* Фрагмент документа *
-*-
Слово «планирование» в современном общественном сознании часто ассоциируется с советскими пятилетками и деятельностью Госплана. Это и правильно, и неправильно.
Правильно, ибо сто лет назад в СССР был принят план ГОЭЛРО, а затем началось составление так называемых «контрольных цифр», и это был первый в мире опыт макроэкономического (общенационального) индикативного планирования. Напомню: 22 февраля 1921 года была учреждена Государственная общеплановая комиссия — прообраз Госплана, которая создавалась для разработки и реализации единого общегосударственного хозяйственного плана.
Только через много лет этот опыт стал (и в гораздо менее масштабных формах) использоваться наиболее развитыми странами мира, и лишь после Второй мировой войны индикативное планирование стало одним из важнейших инструментов стимулирования промышленного роста в странах Европы и Азии. На базе индикативного планирования выросло народнохозяйственное планирование, ставшее главным механизмом координации в экономике СССР. Это планирование было формой качественно нового, пострыночного способа взаимосвязи производителей и потребителей, формирования и поддержания пропорций, обеспечения технологического и социально-экономического развития.
Эти отношения обеспечивали советской системе, с одной стороны, возможности мобилизации и концентрации ресурсов на ключевых направлениях экономического и социального развития. Так были решены задачи ускоренной индустриализации и создания материально-технической базы, позволившей СССР разгромить армии не только гитлеровской Германии, но и практически всей оккупированной ей или присоединившейся к ней Европы, реализовать космическую, ядерную и иные программы, обеспечить приоритетное развитие науки, образования, культуры (заметим: в ХХ веке и в странах с рыночной экономикой космические и иные проекты тоже реализовывались преимущественно на плановой основе).
С другой стороны, директивное планирование в СССР носило во многом бюрократический характер, и это приводило к развитию так называемой «экономики дефицита».
Так можно ли отождествлять планирование только с опытом СССР?
Такое отождествление не случайно, но не правомерно. Причина этого проста: в экономике позднего капитализма вот уже более полувека широко используются некоторые формы планирования. Это прогнозирование и согласованное с ним селективное регулирование экономических пропорций, составление и реализация различных государственных программ, значительные (объемами в десятки и даже сотни миллиардов долларов) проекты производства общественных благ за счет государственных инвестиционных программ и т.п. По этому пути вот уже более полувека в ряде наиболее успешных рыночных экономик двигаются многие сферы здравоохранения, образования, науки, культуры, обороны, экологии. Государственные индикативные планы широко использовались в 1950–70-е годы во Франции, Скандинавских странах, в Японии, Южной Корее, Индии, ряде стран Латинской Америки, в последние десятилетия в Китае.
-*-
(Список данных)
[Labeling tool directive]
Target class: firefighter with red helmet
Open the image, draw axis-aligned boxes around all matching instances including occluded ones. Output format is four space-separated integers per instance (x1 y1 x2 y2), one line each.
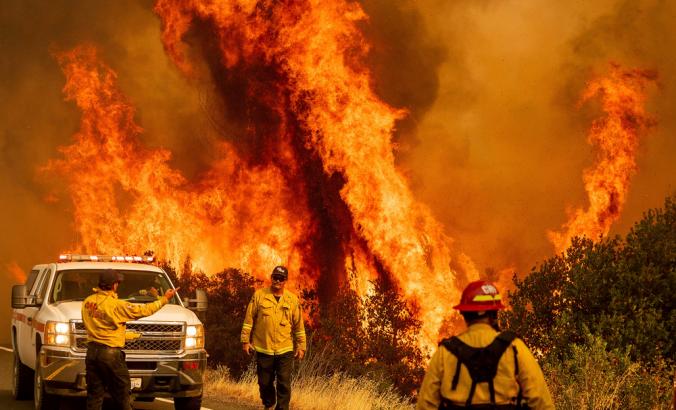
416 281 554 410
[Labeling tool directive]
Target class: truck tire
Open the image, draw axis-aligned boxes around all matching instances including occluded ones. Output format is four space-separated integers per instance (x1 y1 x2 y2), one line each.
174 395 202 410
12 351 33 400
33 358 60 410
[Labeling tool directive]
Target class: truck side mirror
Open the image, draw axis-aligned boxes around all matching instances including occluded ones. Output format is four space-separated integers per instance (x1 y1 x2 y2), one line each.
186 289 208 312
12 285 26 309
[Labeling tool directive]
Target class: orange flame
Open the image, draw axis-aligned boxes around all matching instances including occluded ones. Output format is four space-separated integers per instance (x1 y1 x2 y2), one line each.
548 64 657 252
45 0 478 346
6 262 26 283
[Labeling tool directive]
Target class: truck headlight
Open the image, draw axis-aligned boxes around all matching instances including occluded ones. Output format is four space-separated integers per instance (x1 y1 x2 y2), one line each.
185 325 204 349
45 320 70 346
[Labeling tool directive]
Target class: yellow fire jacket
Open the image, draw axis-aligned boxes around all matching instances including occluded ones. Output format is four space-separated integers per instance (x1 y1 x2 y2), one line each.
416 323 554 410
241 287 306 355
82 289 169 347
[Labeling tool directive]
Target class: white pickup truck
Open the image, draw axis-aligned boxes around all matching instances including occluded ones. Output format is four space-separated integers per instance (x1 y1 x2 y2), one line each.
11 255 207 410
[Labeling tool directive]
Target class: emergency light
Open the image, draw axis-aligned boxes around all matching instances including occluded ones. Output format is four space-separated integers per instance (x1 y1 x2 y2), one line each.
59 253 155 263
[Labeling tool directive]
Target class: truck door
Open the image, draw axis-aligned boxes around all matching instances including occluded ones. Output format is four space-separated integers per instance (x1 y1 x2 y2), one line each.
14 266 39 363
19 266 52 369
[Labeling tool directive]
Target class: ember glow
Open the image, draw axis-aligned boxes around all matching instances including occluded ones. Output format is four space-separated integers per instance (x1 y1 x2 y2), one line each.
45 0 478 345
548 64 656 252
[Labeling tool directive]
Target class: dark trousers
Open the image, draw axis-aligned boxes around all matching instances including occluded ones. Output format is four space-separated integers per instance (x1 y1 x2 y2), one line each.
256 352 293 410
85 342 131 410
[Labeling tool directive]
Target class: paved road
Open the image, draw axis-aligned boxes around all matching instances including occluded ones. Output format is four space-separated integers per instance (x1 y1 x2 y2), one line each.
0 346 230 410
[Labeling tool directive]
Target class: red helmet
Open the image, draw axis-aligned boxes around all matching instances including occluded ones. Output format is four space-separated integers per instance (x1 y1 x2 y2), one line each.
453 280 505 312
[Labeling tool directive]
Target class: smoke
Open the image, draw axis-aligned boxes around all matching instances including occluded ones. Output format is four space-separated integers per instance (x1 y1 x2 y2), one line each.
390 0 676 274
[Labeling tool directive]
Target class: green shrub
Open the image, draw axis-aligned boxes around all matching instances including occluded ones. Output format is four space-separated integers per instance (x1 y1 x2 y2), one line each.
543 332 672 410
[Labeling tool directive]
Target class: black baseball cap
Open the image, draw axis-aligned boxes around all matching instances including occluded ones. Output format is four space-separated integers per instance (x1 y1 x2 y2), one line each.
271 265 289 280
99 269 124 287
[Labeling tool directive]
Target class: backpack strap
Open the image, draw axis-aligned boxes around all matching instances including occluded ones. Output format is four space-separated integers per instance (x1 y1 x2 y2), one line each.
439 331 521 407
512 346 523 409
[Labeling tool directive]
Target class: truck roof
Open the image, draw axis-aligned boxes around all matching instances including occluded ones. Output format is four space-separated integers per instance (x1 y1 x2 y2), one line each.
56 262 163 272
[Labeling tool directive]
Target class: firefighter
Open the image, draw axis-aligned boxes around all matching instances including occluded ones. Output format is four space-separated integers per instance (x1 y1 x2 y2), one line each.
82 269 178 410
241 266 306 410
416 281 554 410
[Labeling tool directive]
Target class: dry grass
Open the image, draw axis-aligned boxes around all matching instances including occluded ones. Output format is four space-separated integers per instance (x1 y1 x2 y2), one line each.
204 367 413 410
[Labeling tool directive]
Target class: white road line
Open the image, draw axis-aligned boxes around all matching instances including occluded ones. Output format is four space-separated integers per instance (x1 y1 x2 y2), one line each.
155 397 211 410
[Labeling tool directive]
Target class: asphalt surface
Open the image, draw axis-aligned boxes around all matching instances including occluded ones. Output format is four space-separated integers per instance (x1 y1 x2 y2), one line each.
0 346 243 410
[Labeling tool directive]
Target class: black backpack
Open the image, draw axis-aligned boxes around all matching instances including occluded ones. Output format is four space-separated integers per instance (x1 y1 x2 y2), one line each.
439 331 522 409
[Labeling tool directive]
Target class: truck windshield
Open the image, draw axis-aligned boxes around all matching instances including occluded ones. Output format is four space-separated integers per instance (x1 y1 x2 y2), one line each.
50 269 178 304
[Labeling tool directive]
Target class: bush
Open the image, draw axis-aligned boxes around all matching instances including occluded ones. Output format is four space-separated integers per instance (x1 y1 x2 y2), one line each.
501 198 676 364
543 332 672 410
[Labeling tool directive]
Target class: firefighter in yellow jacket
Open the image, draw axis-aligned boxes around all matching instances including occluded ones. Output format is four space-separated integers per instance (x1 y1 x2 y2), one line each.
241 266 306 410
416 281 554 410
82 269 178 410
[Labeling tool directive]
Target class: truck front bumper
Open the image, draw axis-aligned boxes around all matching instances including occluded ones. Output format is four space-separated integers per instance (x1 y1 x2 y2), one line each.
39 347 207 397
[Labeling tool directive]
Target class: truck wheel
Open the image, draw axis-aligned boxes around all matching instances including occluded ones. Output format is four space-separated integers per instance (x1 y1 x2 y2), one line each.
12 352 33 400
33 358 59 410
174 396 202 410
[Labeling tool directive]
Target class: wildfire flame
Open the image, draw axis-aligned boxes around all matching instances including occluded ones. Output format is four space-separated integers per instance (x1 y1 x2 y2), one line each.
548 64 657 252
45 0 478 345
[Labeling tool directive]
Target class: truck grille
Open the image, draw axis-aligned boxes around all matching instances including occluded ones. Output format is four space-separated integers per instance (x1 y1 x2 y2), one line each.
72 321 185 353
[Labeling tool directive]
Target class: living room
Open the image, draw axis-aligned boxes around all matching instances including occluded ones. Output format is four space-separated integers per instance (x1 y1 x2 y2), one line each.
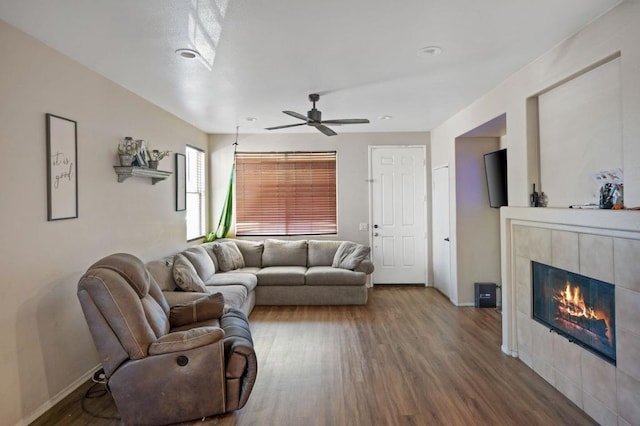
0 0 640 424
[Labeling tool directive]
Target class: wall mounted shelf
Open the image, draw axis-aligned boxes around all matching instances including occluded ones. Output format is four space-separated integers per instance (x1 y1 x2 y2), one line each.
113 166 171 185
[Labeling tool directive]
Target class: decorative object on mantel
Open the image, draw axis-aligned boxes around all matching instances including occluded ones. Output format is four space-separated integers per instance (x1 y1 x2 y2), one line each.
591 168 624 210
148 149 171 169
46 114 78 220
118 136 138 166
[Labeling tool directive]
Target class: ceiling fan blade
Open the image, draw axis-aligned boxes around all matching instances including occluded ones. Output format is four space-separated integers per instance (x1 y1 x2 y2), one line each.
313 124 337 136
264 123 307 130
322 118 369 126
282 111 308 121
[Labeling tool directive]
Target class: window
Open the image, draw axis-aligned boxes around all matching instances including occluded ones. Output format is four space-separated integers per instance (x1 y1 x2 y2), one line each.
236 152 337 235
185 146 206 241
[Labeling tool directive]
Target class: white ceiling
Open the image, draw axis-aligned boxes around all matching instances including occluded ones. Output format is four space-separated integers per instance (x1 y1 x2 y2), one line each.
0 0 620 133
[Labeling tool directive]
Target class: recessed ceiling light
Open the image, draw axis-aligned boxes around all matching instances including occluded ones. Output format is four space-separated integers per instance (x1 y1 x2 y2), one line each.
176 49 200 59
418 46 442 56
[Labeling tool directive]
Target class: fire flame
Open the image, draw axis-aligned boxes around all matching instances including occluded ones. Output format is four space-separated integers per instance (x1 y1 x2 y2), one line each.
554 281 613 344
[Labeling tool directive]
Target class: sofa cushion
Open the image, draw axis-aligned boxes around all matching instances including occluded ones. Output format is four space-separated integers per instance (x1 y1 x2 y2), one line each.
180 246 216 281
173 253 207 293
305 266 367 286
212 241 245 272
204 271 258 291
262 239 307 267
147 256 177 291
331 241 371 270
169 293 224 327
307 240 342 266
220 239 264 268
256 266 307 285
-*-
* Список заданий *
a) Когда была учреждена Государственная общеплановая комиссия, если верить тексту о планировании?
b) Напишите продолжение текста о планировании, начиная сразу после его последнего предложения.

* Ответы по заданиям *
a) 22 февраля 1921 года.

b)
Посмотрим, к примеру, на послевоенную Францию. Эта страна была одной из ведущих рыночных экономик послевоенной Европы, но при этом использовала индикативные планы и активную промышленную политику. Так реализовывалась цель укрепления ее национальной мощи и суверенитета. Напомню, что тогда Франция вышла из военной организации НАТО, имела сильные профсоюзы и левые партии, демократическую (насколько это возможно при капитализме) политическую систему и социальные гарантии для трудящихся. Для нас этот опыт интересен прежде всего тем, что показывает потенциальную возможность соединения планирования с мощным национальным модернизационным рывком, политической демократией и социально-ориентированным развитием.
Азиатская модель планирования была реализована в принципиально других условиях. Так, в Японии индикативное планирование развивалось в стране, потерпевшей сокрушительное поражение во Второй мировой войне и сочетавшей черты развитой и периферийной экономики, традиционно полуфеодального и демократически-буржуазного общества. Южная Корея вообще была страной периферийного, зависимого от США капитализма, с очень жестким авторитарным режимом, однако и там индикативное планирование использовалось как один из важных механизмов модернизации.
Примечательно, что при всех существенных различиях названных экономик институты планирования там были весьма схожи и использовались для достижения во многом аналогичных, модернизационных, целей.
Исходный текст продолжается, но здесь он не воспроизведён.